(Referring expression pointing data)
============
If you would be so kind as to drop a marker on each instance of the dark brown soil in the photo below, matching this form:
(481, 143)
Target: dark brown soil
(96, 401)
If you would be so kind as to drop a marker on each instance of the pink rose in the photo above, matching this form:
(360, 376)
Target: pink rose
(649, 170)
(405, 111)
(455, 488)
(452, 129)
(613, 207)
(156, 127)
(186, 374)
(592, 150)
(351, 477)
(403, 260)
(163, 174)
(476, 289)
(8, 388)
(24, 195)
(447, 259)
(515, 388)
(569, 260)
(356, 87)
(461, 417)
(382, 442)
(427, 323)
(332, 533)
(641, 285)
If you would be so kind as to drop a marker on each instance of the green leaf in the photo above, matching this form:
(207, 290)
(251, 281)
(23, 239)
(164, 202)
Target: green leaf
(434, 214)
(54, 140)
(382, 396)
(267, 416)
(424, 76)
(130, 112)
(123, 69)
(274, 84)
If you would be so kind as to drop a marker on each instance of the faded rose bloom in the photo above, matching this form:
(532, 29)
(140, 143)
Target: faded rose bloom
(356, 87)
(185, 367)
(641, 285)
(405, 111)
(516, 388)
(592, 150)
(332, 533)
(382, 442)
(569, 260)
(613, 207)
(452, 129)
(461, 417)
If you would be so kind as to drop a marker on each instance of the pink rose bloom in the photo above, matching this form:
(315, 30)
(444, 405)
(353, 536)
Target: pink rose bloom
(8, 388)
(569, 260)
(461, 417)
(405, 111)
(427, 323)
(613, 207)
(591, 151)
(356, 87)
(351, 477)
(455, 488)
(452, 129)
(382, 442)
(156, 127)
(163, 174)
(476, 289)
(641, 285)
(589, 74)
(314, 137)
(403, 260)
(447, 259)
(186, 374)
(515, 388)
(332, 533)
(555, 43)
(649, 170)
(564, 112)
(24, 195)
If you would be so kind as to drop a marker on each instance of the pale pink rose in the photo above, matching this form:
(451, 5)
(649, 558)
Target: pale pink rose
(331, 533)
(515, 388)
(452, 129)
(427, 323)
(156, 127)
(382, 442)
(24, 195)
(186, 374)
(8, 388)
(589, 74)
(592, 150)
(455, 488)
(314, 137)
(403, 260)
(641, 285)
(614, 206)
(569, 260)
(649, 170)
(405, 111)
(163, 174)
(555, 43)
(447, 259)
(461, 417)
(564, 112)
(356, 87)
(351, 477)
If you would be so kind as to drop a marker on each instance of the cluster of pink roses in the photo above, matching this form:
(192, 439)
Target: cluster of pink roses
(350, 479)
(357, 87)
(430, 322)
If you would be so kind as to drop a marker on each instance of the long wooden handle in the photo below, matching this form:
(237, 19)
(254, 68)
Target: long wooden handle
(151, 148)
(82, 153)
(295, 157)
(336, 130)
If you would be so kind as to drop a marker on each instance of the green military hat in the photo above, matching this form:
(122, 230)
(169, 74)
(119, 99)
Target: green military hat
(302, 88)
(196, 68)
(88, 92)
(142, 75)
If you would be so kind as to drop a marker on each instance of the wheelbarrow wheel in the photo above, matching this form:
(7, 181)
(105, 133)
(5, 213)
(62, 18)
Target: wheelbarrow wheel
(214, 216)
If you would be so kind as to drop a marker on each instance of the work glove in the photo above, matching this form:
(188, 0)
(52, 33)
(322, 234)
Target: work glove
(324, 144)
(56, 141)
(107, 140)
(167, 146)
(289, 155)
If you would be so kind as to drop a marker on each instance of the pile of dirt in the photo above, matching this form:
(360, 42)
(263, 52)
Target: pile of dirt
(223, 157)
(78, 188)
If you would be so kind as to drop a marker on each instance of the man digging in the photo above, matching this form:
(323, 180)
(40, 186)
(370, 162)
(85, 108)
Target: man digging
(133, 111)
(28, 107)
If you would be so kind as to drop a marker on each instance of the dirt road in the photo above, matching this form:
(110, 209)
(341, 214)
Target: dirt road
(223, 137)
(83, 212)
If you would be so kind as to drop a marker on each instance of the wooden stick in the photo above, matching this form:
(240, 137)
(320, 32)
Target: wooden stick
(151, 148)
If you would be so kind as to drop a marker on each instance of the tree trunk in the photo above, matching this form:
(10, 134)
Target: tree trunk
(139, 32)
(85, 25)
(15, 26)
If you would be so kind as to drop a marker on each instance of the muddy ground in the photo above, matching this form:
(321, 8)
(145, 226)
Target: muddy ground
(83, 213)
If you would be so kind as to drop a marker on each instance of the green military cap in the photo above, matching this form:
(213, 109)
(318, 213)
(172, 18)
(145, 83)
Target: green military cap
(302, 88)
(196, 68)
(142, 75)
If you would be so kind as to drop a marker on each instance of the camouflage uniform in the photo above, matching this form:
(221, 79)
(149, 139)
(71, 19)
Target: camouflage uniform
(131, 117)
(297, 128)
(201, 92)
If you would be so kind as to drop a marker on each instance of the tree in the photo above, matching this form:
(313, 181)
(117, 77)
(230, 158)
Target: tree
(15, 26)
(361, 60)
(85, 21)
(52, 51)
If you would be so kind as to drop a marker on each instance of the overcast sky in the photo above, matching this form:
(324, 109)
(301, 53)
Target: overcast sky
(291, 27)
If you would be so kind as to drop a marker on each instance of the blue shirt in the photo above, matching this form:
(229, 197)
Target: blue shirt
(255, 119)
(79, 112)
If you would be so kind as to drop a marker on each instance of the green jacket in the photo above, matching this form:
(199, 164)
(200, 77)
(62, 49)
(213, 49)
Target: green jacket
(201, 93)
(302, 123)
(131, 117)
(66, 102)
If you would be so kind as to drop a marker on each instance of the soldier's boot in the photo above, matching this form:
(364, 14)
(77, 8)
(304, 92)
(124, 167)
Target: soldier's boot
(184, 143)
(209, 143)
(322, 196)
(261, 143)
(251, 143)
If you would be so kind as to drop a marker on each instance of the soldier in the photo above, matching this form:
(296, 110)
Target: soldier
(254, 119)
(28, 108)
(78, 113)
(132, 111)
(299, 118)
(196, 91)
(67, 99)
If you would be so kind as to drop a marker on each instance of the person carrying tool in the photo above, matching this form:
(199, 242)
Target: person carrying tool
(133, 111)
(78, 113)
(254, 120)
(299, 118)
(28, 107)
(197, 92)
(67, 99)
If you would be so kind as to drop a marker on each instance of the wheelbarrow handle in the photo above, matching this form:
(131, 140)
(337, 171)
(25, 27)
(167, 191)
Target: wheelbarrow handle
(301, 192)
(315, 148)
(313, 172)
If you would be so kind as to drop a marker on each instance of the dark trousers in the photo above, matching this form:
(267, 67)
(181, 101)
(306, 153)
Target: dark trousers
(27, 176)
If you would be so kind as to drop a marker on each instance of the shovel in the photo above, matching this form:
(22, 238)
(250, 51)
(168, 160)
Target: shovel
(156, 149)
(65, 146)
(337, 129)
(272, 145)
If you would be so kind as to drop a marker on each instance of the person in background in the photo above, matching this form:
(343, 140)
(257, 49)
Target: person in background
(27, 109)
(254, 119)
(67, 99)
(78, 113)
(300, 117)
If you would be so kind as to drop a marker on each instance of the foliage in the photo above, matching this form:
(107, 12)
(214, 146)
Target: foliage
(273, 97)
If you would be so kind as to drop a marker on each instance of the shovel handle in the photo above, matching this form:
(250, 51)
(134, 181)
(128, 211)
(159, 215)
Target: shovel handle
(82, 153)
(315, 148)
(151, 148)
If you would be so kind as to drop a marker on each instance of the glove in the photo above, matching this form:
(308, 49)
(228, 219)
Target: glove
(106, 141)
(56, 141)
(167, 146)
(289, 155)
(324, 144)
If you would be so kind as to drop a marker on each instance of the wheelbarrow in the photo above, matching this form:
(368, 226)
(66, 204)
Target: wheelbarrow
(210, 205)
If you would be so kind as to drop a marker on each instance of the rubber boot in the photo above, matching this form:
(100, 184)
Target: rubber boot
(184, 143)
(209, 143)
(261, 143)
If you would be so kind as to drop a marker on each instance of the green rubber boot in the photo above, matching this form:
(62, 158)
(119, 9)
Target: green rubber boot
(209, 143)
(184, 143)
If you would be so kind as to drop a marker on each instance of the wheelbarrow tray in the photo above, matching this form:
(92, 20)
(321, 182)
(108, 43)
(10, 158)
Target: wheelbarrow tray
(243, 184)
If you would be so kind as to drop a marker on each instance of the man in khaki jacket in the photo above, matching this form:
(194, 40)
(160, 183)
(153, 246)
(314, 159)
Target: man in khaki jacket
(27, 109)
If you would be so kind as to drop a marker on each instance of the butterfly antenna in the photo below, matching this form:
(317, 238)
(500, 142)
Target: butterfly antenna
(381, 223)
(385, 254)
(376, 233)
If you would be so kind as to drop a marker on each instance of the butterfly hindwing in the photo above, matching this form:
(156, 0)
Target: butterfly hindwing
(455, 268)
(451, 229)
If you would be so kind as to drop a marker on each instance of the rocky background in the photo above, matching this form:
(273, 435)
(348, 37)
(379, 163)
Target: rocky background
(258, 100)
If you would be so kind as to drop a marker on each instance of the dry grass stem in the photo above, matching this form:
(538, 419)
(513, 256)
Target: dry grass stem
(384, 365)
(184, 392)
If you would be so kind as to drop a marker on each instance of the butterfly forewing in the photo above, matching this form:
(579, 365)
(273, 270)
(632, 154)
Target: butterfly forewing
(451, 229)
============
* TASK GOAL:
List every line above that contains the word "below".

* TASK SOLUTION:
If you would be so kind as to drop a marker on each instance of the dark brown soil in the photo below, matching this form:
If you would be so kind as to drop a marker on each instance of the long wooden handle in the photo below, matching this form:
If you would be so kind as to drop a marker on each instance of the butterfly antenna in the photo below, matching this form:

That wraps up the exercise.